**TEKS BACAAN**
━━━━━━
Opini

Opini

Opini

Apr 19, 2024
Otomatis
Mode Gelap
Mode Terang

Inilah Sikap Terbaik Muslim dalam Hidup

Oleh: Andi Suseno*

Hidup di dunia sepenuhnya adalah ujian dari Allah SWT. Demikian Allah SWT berfirman di dalam surat al-Ambiya’ 21:35

“Kami akan menguji kamu dengan keburukan dan kebaikan sebagai cobaan (yang sebenar-benarnya). Dan hanya kepada Kamilah kamu dikembalikan.”

Imam Ibnu Katsir dalam Tafsirnya menjelaskan bahwa makna dari ayat di atas adalah bahwa Allah SWT terkadang menguji manusia dengan sesuatu yang buruk (Asy-Syarru), terkadang juga dengan  kebaikan (Al Khairu) dan semuanya kembali kepada Allah. Artinya bahwa yang buruk terjadi atas kehendak dari Allah SWT dan yang baikpun tidak akan pernah terjadi kecuali jika Allah menghendaki. Demikian karena hidup di dunia ini sepenuhnya adalah ujian dari Allah SWT. Dalam surat al-Baqarah : 155 juga disebutkan :

“Dan sungguh akan Kami berikan cobaan kepadamu, dengan sedikit ketakutan, kelaparan, kekurangan harta, jiwa dan buah-buahan. Dan berikanlah berita gembira kepada orang-orang yang sabar.”
━━━━━━
**TUGAS 1**
Sebutkan semua bentuk cobaan yang disebut dalam kutipan surat al-Baqarah: 155 pada teks bacaan tentang ujian hidup.
**TUGAS 2**
Lanjutkan teks bacaan tentang sikap terbaik Muslim dalam hidup setelah kutipan surat al-Baqarah: 155.

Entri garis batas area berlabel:
━━━━━━
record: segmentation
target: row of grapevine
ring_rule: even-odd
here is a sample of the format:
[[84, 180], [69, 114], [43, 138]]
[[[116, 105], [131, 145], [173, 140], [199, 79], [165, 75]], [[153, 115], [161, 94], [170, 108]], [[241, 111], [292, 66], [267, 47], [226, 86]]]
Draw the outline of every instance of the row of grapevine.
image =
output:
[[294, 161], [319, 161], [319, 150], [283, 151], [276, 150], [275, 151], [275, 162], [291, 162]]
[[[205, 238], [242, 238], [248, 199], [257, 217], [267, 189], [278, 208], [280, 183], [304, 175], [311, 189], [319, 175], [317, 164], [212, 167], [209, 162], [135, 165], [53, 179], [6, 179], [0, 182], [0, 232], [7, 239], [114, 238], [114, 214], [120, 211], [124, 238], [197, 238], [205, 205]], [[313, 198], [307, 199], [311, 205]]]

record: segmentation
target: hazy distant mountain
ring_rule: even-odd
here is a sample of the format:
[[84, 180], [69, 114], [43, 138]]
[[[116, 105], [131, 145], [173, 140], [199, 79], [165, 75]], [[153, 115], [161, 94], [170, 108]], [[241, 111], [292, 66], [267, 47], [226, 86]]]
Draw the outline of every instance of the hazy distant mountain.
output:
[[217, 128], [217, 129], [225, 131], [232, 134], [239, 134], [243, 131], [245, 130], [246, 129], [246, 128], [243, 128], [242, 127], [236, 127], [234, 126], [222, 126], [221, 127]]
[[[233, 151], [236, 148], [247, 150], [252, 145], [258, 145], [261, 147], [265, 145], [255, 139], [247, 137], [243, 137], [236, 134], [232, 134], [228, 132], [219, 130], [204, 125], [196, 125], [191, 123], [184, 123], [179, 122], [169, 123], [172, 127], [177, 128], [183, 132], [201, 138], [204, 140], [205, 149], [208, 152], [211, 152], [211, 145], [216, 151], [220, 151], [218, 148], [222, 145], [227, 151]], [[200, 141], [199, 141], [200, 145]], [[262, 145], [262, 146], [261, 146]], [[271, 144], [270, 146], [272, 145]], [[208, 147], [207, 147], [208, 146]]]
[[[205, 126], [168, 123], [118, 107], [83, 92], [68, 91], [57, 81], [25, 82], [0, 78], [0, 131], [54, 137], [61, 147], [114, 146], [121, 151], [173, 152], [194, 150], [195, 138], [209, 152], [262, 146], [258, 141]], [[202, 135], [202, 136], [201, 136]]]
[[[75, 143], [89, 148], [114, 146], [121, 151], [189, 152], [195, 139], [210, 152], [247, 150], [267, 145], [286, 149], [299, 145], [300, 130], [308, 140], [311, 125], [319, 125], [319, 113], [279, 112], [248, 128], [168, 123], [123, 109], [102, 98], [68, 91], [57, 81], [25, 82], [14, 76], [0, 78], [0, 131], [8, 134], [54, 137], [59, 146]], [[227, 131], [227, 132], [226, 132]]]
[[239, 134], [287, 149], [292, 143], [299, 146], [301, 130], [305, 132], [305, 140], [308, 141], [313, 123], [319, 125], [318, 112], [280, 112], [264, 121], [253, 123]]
━━━━━━
**JAWABAN 1**
Ketakutan, kelaparan, serta kekurangan harta, jiwa, dan buah-buahan.

**JAWABAN 2**
Dari ayat di atas dapat difahami bahwa ujian dan cobaan adalah sebuah keniscayaan yang pasti dialami oleh manusia. Tidak ada yang dapat mengelak dari ujian Allah. Jika ada orang yang tampak bahagia dengan berlimpahnya harta, ketahuilah bisa jadi ujian Allah bisa datang dari sisi yang lain mungkin anaknya bermasalah, mungkin orang tua yang sakit-sakitan, mungkin tetangga yang kurang baik dan seterusnya. Diujung ayat Allah berfirman: kabarkanlah berita gembira kepada orang yang sabar. Artinya bahwa sabar adalah sikap terbaik seorang mukmin dalam menghadapi setiap ujian, yang tidak akan dia dapatkan kecuali dengan melaksanakan shalat dengan sebaik-baiknya sesuai yang Rasulullah SAW contohkan sebagaimana firman Allah SWT. pada ayat sebelumnya

“ Hai orang-orang yang beriman, jadikanlah sabar dan shalat sebagai penolongmu, sesungguhnya Allah beserta orang-orang yang sabar. (al-Baqarah : 153).”

Pada  surat at-Taghabun ayat 15 Allah SWT. berfirman: 

“Sesungguhnya hartamu dan anak-anakmu hanyalah cobaan (bagimu), dan di sisi Allah-lah pahala yang besar.”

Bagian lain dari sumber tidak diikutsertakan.